> Exercise
Edit the material below by replacing each "Target" with "Object" and keeping everything else as it is.

====

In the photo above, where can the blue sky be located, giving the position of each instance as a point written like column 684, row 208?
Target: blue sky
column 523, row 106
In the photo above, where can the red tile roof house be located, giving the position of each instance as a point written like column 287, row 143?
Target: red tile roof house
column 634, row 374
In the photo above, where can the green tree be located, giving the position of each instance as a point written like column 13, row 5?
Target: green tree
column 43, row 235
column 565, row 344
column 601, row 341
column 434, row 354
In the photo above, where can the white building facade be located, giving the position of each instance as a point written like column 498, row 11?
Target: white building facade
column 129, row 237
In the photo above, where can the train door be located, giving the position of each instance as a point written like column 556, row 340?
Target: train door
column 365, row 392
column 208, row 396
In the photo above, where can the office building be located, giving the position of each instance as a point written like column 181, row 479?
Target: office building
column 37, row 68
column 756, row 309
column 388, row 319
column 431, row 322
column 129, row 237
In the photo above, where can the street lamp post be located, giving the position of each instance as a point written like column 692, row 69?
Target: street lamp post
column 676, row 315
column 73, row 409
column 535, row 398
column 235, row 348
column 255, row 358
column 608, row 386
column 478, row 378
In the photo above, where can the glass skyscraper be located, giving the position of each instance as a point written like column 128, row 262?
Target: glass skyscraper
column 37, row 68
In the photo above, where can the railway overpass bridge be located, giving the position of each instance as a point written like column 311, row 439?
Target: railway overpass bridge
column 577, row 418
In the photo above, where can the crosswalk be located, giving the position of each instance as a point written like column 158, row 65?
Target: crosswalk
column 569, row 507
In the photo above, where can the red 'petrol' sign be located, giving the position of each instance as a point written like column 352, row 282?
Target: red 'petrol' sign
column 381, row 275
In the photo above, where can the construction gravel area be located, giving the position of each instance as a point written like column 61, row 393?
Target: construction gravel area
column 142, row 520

====

> Result for this exercise
In the photo above, where can the blue sky be located, giving the position of each instance as a point written like column 684, row 208?
Object: blue sky
column 523, row 106
In the photo above, where can the red tile roof house be located, giving the position of each instance as a point written like column 287, row 143?
Object: red tile roof house
column 634, row 374
In the photo above, where can the green tree be located, giving the position of each instance as a point written like column 13, row 5?
Object: green tree
column 43, row 235
column 565, row 344
column 601, row 341
column 434, row 354
In the photo above, where can the white building facade be located, giving the position of each instance as a point written like column 498, row 11?
Object: white building facade
column 129, row 237
In the photo above, where can the train door be located, giving the position of each instance as a point written like column 556, row 340?
Object: train door
column 365, row 392
column 208, row 396
In the photo above, where can the office building be located, giving the position of each instance as a point written like column 181, row 479?
Object: office building
column 37, row 68
column 756, row 309
column 388, row 319
column 431, row 322
column 129, row 237
In the photo above, where can the street lamp post be located, giving the position of each instance as a point written like column 692, row 69?
Object: street lamp post
column 676, row 315
column 73, row 409
column 535, row 398
column 235, row 348
column 255, row 358
column 608, row 386
column 478, row 378
In the photo above, where can the glass skyscraper be located, giving the position of each instance as a point written like column 128, row 262?
Object: glass skyscraper
column 37, row 68
In the photo above, where can the railway overpass bridge be located, giving the position of each instance as a point written like column 311, row 439?
Object: railway overpass bridge
column 577, row 418
In the photo above, where can the crosswalk be located, giving the position of each instance as a point written like column 158, row 65?
Object: crosswalk
column 569, row 507
In the photo above, where can the red 'petrol' sign be located, giving the position of each instance as a point written like column 352, row 282?
Object: red 'petrol' sign
column 381, row 275
In the photo above, where can the construction gravel area be located, giving the position of each instance as a point written like column 61, row 393?
Object: construction gravel area
column 142, row 520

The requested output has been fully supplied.